───── Document excerpt ─────

CRAY-2 Architecture and Design
In addition to the cooling technology, the CRAY-2's extremely high processing rates were achieved by a balanced integration of scalar and vector capabilities and a large Common Memory in a multiprocessing environment.
The significant architectural components of the CRAY-2 Computer System included four identical Background Processors, 256 million 64-bit words of Common Memory, a Foreground Processor and a maintenance control console.
Each of the four identical Background Processors contained registers and functional units to perform both vector and scalar operations. The single Foreground Processor supervised the four Background Processors, while the large Common Memory complemented the processors and provided architectural balance, thus assuring extremely high throughput rates.
Onsite maintenance is possible via the maintenance control console.
Background Processors
Each Background Processor consisted of a computation section, a control section, and a high-speed Local Memory. The computation section performed arithmetic and logical calculations. These operations and the other functions of a Background Processor were coordinated through the control section. Local Memory was used to store temporarily scalar and vector data during computations. Each Local Memory was 16,384 64-bit words.
Control and data paths for one Background Processor are shown in the block diagram left
Computation Section
The computation section contains registers and functional units that operate together to execute a program of instructions stored in memory.
Computation Section Characteristics
Twos complement integer and signed magnitude floating-point arithmetic
Address and Arithmetic Registers
Eight 32-bit address (A) registers
Eight 64-bit address (S) registers
Eight 64-element vector (V) registers; 64-bits per element
Address Functional Units
Add/Subtract
Multiply
Scaler Functional Units
Add/Subtract
Shift
Logical
Population/Parity
Leading Zero Count
Vector Functional Units
Logical
Integer
Shift
Add/Subtract
Population/Parity
Leading Zero Count
Compressed IOTA
Floating-point Functional Units
Add/Subtract
Multiply/Reciprocal/Square Root
Scatter and Gather vector operations to and from Common Memory
Local Memory
Each Background Processor contained 16,384 64-bit words of Local Memory. Local Memory was treated as a register file to hold scalar operands during computation. It could also be used for temporary storage of vector segments where these segments were used more than once in a calculation in the vector registers. The access time for Local Memory is four clock periods; accesses could overlap accesses to Common Memory. This Local Memory replaced the B and T registers on the CRAY-1 and was readily available for user jobs. One application was for small matrices.
Local Memory Characteristics
16,384 64-bit words
Holds scaler and vector operands during computation
Temporary storage of vector segments
Four-clock period accesses with Common Memory accesses
Replaces CRAY-1 B and T registers
Control Section
Each Background Processor contained an identical independent control section of registers and instruction buffers for instruction issue and control. Each Background Processor had a 64-bit real-time clock. These clocks and the Foreground Processor real-time clock were synchronized at system start-up and were advanced by one count in each clock period.

───── Supplied material ─────

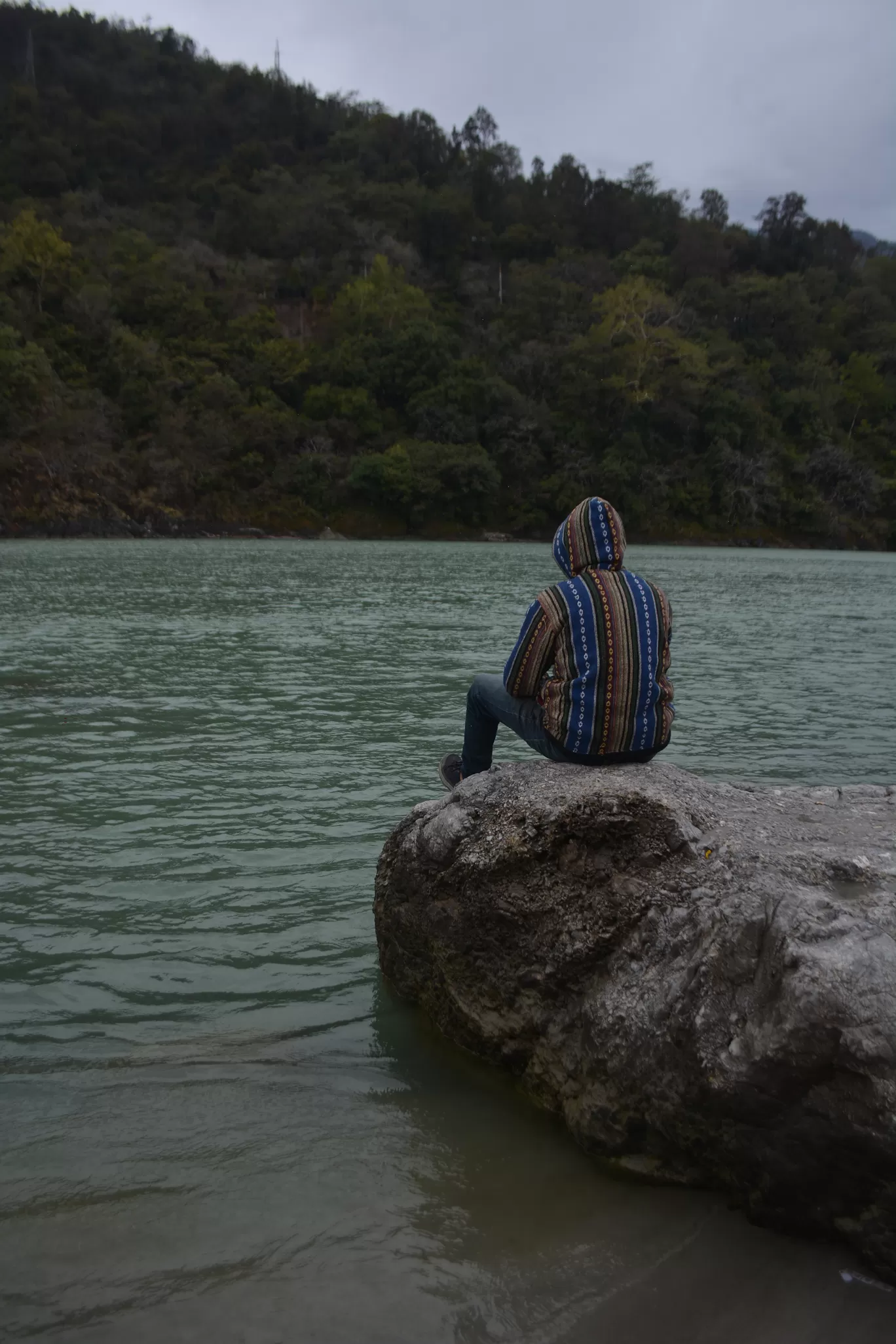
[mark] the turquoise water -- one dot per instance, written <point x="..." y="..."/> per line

─────

● **Written instruction A**:
Answer from the CRAY-2 architecture text:
(i) How much Common Memory did the CRAY-2 Computer System include?
(ii) What was the access time for Local Memory?
(iii) Which CRAY-1 registers did Local Memory replace?
● **Written instruction B**: Write the next part of the CRAY-2 architecture text, starting after its final sentence.

● **Reply A**:
(i) 256 million 64-bit words.
(ii) Four clock periods.
(iii) The B and T registers.

● **Reply B**:
Control Section Characteristics
Eight instruction buffers, each holding 64 16-bit instruction parcels
128 basic instruction codes
32-bit Program Address Register
32-bit Base Address Register
32-bit Limit Address Register
64-bit real-time clock
Eight Semaphore flags to provide interlocks for Common Memory access
32-bit Status register
Background Processor Intercommunication
Background Processor Intercommunication
Synchronization of two or more Background Processors cooperating on a single job was achieved through the use of one of the eight Semaphore flags shared by the Background Processors. These flags were one-bit registers providing interlocks for common access to shared memory fields, A Background Processor was assigned access to one Semaphore flag by a field in the Status register. The Background Processor had instructions to test and branch, set and clear a Semaphore flag.
Common Memory
One of the primary technological advantages of the CRAY-2 Computer System was its extremely large, directly addressable Common Memory. Featuring 268,435,456 words, this Common Memory was significantly larger than that offered by any other commercially available computer system. It allowed the individual user to run programs that would be impossible to run on any other system. It also enhanced multiprogramming by allowing an exponential increase in the number of jobs that can reside concurrently In memory (that is, that can be multi-programmed).
Common Memory was arranged in four quadrants of 32 banks each, for a total of 128 banks. A word of memory consisted of 64 data bits and 8 error correction bits (SECDED). This memory was shared by the Foreground Processor, Background Processors, and peripheral equipment controllers. Each bank of memory had an independent data path to each of the four Common Memory ports. Each bi-directional Common Memory port is connected to a Background Processor and a foreground communications channel. Total memory bandwidth was 64 gigabits or 1 billion words per second.
Common Memory Characteristics
256 million words
64 data bits, 8 error correction bits per word
128 banks; 2 million words per bank
Dynamic MOS memory technology
Foreground Processor and I/O section
The Foreground Processor supervised overall system activity among the Foreground Processor, Background Processors, Common Memory and peripheral controllers. System communication occurred through four high-speed synchronous data channels.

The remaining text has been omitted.